• ПРИВЕДЁННЫЙ ОТРЫВОК
####

Художник Иван Яковлевич Билибин создает иллюстрации к сказке Пушкина А.С. "Сказка о царе Салттане, о сыне его славном и могучем богатыре князе Гвидоне Салтановиче и о прекрасной царевне Лебеди"
Все в «Сказке о царе Салтане» - и небо, и море, и звезды, и сверкающий город, и палаты царя, и наряды героев, и, конечно же, молодая царевна, которая «днем свет божий затмевает, ночью землю освещает». Какое раздолье для художника, какой это для него счастливый случай раскрыть свое дарование! И Билибин воспользовался этим случаем. Это видно при первом же взгляде на книжку, на ее обложку.
Прежде всего формат. Он необычен. После привычных крупных вертикальных форматов Билибин делает его горизонтальным. Почему? Ведь для любой книги характерен именно вертикальный формат. А что, если он как раз стремится к тому, чтобы книга больше походила на театральный эскиз, афишу? Ведь сказки Пушкина оправдывают подобный подход.

####

Данные для привязки к изображениям:
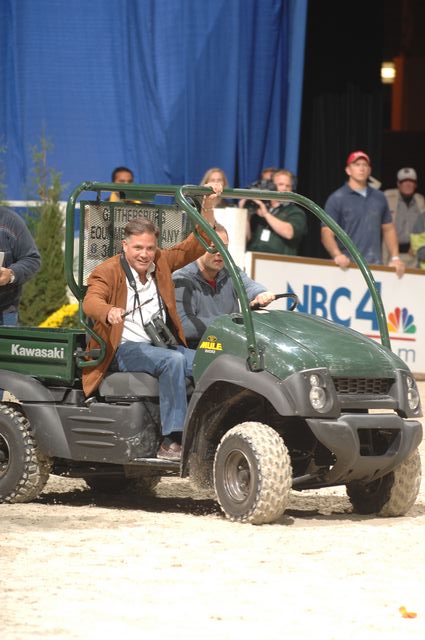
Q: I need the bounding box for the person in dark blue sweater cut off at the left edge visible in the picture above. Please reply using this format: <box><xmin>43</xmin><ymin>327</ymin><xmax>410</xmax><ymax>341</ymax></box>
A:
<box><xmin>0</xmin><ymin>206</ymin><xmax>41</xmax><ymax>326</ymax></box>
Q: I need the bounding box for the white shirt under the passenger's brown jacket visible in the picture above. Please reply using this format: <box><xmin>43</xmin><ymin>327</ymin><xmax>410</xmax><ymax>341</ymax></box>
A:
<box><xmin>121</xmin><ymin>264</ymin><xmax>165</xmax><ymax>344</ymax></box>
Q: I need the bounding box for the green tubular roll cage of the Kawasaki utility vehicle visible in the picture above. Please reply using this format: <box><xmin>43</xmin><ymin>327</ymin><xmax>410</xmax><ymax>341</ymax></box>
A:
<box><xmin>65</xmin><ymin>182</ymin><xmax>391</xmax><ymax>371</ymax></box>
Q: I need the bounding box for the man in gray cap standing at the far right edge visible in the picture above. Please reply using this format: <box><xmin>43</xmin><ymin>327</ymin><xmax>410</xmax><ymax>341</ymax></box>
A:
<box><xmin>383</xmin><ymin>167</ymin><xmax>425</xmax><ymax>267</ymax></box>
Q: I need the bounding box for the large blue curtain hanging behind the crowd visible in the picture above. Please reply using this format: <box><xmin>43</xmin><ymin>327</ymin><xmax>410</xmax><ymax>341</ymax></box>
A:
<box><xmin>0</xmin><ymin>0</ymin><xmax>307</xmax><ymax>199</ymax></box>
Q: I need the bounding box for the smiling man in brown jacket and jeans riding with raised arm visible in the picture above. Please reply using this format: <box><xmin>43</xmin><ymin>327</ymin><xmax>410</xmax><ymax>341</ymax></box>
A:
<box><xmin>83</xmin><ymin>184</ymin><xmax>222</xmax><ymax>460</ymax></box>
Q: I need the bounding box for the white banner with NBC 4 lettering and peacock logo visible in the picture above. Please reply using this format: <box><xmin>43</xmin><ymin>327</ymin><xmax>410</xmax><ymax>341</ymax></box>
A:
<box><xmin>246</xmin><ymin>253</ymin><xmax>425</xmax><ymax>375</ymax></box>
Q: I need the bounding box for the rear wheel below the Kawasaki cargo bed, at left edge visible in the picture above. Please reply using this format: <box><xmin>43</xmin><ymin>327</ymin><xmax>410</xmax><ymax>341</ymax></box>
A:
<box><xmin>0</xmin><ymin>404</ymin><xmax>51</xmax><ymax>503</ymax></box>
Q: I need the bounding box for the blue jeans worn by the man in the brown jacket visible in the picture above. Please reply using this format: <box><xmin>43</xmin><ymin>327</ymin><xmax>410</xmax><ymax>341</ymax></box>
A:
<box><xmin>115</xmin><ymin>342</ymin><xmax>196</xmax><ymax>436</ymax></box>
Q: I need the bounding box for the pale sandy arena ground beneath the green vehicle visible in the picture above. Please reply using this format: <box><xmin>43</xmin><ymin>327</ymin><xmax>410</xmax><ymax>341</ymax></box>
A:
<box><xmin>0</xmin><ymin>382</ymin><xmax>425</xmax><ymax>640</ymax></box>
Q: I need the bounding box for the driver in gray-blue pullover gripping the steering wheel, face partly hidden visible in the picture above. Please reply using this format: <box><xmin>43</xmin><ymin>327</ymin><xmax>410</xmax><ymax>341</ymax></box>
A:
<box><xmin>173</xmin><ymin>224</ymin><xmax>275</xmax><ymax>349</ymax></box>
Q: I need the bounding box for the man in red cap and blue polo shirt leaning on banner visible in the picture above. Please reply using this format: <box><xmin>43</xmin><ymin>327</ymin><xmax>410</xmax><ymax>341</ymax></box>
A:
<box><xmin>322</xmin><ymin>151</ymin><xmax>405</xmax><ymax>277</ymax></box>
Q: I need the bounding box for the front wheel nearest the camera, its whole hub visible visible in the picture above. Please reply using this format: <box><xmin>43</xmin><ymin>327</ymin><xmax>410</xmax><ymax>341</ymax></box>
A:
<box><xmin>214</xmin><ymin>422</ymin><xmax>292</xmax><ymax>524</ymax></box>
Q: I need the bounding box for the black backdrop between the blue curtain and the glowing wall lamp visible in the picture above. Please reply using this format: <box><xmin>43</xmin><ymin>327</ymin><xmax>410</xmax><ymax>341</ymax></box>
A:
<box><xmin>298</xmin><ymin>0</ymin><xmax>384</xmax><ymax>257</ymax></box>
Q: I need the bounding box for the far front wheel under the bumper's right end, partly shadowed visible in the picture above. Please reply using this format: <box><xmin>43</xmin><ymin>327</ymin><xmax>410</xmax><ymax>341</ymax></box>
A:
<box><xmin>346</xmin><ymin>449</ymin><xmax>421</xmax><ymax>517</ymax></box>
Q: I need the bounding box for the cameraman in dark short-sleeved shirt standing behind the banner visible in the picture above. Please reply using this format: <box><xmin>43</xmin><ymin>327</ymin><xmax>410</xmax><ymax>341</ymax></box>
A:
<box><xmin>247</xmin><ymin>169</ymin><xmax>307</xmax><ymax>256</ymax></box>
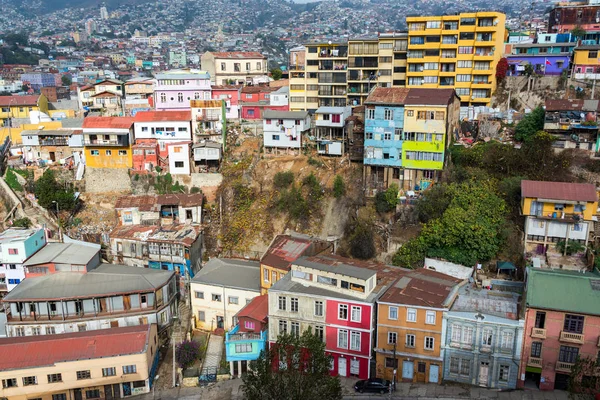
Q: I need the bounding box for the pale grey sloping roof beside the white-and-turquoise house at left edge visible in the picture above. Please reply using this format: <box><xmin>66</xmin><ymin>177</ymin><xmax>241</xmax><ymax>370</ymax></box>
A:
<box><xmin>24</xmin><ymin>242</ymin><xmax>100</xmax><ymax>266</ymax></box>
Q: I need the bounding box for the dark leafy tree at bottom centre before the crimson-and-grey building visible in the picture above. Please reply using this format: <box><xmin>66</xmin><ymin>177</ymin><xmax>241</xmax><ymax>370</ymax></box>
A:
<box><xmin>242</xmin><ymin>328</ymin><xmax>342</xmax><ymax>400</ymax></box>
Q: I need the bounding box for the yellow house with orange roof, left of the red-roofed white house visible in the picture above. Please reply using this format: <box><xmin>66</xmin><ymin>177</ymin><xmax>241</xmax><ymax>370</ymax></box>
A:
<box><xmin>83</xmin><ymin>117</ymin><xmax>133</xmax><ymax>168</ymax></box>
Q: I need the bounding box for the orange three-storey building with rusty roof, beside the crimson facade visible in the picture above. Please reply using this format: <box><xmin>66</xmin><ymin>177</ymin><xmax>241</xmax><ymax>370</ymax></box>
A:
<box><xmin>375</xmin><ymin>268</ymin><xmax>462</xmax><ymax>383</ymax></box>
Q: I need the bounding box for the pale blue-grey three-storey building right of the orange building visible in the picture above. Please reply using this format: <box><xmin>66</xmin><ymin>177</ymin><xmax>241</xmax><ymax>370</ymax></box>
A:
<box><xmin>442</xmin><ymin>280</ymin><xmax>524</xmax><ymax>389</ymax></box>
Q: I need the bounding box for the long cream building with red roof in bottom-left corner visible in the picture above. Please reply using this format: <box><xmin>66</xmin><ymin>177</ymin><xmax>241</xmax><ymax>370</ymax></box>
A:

####

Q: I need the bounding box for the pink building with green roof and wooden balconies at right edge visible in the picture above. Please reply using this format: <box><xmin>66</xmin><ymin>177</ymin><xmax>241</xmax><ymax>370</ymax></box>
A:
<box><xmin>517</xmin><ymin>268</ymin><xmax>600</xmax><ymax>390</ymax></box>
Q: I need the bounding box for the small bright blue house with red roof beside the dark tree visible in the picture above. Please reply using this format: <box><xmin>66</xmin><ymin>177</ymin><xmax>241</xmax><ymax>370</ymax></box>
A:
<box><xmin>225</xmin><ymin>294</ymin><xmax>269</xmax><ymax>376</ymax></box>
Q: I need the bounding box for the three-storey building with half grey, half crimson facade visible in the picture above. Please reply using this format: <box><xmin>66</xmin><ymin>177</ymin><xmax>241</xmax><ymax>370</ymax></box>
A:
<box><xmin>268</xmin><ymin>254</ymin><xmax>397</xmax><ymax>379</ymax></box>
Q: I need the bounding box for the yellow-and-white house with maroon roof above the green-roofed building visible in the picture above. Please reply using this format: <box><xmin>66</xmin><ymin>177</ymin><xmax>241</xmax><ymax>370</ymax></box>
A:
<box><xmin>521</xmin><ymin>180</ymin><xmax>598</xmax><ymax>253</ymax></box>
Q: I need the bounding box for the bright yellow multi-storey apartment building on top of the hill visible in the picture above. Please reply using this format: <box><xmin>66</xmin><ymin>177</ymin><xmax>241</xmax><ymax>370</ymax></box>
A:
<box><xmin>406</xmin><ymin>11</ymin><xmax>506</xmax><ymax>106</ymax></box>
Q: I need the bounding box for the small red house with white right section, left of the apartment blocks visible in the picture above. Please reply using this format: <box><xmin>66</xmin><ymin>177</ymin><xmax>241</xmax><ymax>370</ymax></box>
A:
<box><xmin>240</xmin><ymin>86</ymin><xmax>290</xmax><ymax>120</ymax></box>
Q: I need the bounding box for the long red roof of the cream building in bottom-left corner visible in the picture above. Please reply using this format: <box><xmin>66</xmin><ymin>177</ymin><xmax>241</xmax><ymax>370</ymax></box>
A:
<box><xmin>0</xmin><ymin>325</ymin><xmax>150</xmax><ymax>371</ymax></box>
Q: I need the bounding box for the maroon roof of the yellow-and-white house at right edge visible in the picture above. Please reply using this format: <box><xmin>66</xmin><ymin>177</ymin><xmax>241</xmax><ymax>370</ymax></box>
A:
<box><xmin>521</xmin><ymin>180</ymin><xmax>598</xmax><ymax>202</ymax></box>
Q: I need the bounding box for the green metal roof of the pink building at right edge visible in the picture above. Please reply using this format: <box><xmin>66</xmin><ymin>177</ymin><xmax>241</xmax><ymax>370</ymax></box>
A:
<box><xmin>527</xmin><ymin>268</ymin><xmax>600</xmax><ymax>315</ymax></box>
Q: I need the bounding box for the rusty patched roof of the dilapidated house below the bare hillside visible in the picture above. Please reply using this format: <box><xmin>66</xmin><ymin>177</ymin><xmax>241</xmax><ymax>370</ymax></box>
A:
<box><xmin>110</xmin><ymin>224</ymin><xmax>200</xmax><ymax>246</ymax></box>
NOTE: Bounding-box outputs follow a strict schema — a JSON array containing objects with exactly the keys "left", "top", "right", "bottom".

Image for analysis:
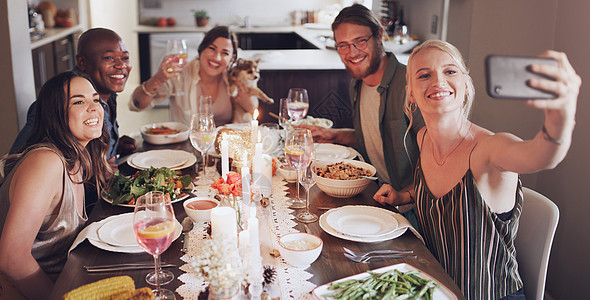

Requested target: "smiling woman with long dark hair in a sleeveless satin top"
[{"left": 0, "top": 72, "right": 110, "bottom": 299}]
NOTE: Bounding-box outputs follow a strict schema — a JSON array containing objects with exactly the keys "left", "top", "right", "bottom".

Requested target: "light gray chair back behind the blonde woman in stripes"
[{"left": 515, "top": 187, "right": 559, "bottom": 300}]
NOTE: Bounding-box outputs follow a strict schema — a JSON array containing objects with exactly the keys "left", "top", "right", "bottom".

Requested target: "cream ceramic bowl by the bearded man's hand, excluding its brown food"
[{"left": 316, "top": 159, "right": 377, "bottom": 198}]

####

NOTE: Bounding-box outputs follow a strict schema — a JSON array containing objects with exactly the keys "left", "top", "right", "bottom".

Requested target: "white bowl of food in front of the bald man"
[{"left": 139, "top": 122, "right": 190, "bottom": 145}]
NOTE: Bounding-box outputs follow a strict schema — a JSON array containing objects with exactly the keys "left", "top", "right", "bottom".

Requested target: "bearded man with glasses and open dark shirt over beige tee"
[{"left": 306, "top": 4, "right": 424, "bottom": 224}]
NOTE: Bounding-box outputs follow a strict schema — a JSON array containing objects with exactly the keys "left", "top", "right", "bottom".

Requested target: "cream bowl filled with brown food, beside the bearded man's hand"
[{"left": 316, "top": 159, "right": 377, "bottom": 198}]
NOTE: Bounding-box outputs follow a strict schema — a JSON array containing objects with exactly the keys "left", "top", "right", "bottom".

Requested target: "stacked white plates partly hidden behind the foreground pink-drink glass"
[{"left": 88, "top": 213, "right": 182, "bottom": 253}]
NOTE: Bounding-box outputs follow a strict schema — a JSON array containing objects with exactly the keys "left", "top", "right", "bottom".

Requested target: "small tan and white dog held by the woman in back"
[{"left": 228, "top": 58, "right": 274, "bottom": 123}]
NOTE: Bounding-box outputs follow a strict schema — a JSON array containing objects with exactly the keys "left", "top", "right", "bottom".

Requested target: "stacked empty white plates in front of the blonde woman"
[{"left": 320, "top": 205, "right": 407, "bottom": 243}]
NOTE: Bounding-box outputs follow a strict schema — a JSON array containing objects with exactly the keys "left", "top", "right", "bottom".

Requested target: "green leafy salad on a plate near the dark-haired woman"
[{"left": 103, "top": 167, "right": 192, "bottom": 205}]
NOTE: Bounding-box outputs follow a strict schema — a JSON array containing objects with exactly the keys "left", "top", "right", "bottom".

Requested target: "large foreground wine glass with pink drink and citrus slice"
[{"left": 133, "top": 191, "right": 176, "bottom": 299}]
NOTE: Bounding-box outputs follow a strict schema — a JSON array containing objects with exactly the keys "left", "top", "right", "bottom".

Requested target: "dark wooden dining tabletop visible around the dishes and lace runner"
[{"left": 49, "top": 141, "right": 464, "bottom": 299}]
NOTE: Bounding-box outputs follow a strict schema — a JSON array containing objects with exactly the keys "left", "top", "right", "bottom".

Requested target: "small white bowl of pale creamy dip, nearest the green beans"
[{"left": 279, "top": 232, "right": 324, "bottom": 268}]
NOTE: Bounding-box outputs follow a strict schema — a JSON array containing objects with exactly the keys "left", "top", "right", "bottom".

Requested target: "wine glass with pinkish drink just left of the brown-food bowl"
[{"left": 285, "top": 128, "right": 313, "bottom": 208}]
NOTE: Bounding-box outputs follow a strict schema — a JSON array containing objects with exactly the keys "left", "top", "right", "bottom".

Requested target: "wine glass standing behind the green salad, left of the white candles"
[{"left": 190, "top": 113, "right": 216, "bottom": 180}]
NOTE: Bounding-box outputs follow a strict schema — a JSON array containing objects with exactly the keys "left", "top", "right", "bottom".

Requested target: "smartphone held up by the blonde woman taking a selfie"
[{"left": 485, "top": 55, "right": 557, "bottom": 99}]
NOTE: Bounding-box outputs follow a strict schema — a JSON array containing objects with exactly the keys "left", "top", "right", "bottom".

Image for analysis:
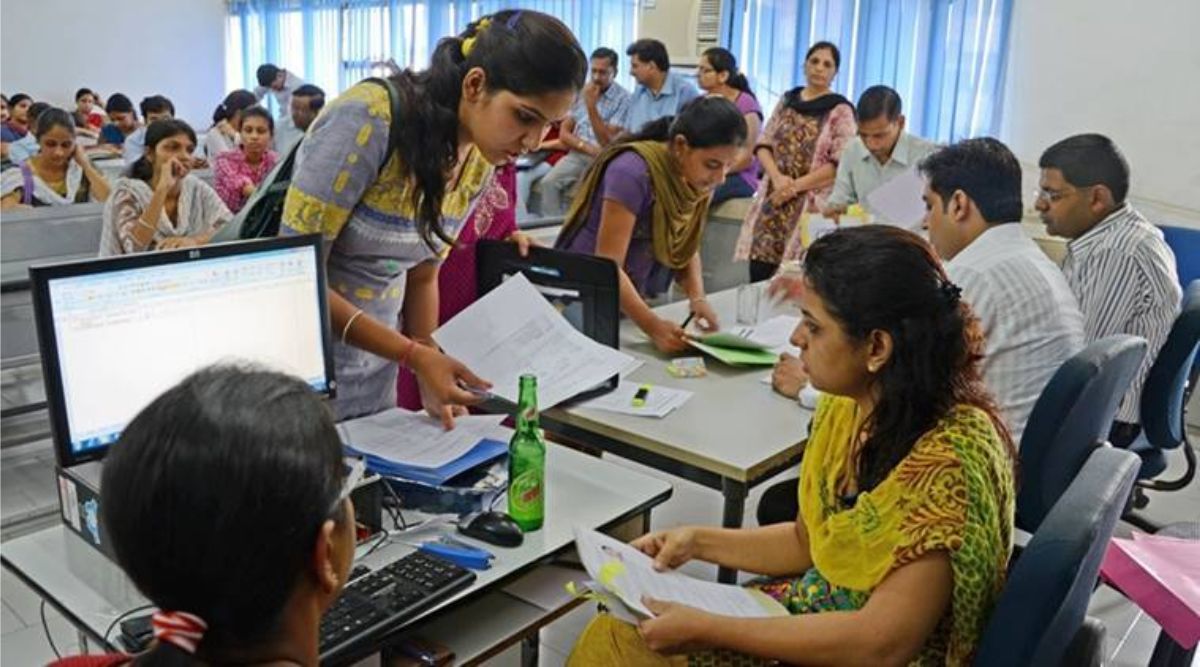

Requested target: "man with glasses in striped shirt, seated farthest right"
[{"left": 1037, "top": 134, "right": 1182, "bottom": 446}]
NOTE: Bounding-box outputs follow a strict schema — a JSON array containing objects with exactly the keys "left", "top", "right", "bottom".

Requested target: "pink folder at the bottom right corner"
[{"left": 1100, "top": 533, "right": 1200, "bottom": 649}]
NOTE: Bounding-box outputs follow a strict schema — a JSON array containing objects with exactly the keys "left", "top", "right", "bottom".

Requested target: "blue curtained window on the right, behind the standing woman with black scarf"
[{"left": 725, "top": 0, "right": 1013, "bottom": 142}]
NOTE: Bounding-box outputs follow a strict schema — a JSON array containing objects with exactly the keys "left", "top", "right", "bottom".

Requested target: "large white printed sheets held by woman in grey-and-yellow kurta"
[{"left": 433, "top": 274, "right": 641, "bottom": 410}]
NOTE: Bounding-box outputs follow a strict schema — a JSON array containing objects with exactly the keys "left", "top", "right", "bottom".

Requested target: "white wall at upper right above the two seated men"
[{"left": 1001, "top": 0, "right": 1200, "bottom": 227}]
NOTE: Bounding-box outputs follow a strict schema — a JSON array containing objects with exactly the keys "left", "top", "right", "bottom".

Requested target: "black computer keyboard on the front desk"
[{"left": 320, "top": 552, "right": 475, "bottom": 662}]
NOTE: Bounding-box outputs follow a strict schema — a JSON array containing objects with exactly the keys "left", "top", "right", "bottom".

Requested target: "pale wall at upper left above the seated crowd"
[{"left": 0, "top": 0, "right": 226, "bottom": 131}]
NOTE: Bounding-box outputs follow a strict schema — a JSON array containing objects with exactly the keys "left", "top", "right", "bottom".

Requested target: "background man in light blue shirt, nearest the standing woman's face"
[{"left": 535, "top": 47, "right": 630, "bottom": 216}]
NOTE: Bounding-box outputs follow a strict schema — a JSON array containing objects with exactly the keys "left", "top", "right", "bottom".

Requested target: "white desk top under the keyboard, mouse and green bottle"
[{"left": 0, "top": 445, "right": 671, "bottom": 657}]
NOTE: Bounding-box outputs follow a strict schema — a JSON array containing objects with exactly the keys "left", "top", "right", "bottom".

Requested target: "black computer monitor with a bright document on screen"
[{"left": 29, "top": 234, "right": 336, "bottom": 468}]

####

• ЗАДАНИЯ
1. Как звучит по-английски предложение «После привычных крупных вертикальных форматов Билибин делает его горизонтальным.» из отрывка об иллюстрациях Билибина к «Сказке о царе Салтане»?
2. Продолжите отрывок об иллюстрациях Билибина к «Сказке о царе Салтане» сразу после его последнего предложения.

• ОТВЕТЫ
1. After the usual large vertical formats, Bilibin makes it horizontal.

2.
И в самом деле, когда мы смотрим на билибинскую обложку, нам кажется, что мы видим эскиз к великолепному театральному занавесу, обещающему зрителю тысячу чудес. Во всю необъятную сцену вздымаются волны. Они выносят «на брег песчаный и пустой» «тридцать витязей прекрасных». Волны вздымаются над зрителем, они вот-вот поглотят его.
А над волнами раскинулся богатырский дуб. В его ветвях горят золотые фонарики желудей. Между ними скрывается, и выглядывает, и прячется вновь множество сказочных персонажей. Тут и Баба Яга, и русалка, и избушка на курьих ножках, и Василиса Прекрасная, и Серый волк, и Кощей Бессмертный. И еще кто-то там в глубине листвы, и кажется даже, за границами рисунка.
А среди всего этого золотистого, зеленоватого, голубого, желтого, жутковато-сказочного великолепия степенно выхаживает черный, как ночь, «кот ученый». Он не глядит на зрителя. Он сосредоточен. Быть может, новую сказку складывает. Он здесь самый главный персонаж. Он - «за автора». В обложке воплотился не сюжет «Сказки о царе Салтане», а пролог к сказочной поэме Пушкина «Руслан и Людмила». Билибин намеревался проиллюстрировать все сказки Пушкина, и, по-видимому, эта обложка должна была стать серийной.
У лукоморья дуб зеленый;
Златая цепь на дубе том:
И днем и ночью кот ученый
Все ходит по цепи кругом...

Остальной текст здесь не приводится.